Work item
Go through the entries below. Copy out every line that contains "brick".

Dataset
━━━━━━

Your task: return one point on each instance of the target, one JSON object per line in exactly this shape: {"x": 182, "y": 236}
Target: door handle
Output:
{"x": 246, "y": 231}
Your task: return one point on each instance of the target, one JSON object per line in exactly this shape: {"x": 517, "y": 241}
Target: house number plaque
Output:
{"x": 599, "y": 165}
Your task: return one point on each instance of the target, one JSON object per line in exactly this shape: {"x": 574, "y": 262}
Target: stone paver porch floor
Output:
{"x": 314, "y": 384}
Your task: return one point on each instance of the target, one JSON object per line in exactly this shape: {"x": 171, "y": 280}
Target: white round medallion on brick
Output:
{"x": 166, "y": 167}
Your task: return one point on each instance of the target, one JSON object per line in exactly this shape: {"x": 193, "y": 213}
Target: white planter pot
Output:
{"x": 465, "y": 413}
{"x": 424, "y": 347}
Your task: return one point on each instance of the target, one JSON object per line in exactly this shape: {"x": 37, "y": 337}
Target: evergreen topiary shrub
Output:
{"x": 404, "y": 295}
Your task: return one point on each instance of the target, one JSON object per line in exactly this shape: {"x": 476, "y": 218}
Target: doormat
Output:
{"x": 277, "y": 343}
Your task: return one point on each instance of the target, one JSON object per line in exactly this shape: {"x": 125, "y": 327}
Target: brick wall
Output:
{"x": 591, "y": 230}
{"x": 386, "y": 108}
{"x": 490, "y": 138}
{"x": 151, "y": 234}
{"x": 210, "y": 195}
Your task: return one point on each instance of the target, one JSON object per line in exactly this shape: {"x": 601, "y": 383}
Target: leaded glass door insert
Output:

━━━━━━

Worked solution
Target: white round medallion on brick
Target: brick wall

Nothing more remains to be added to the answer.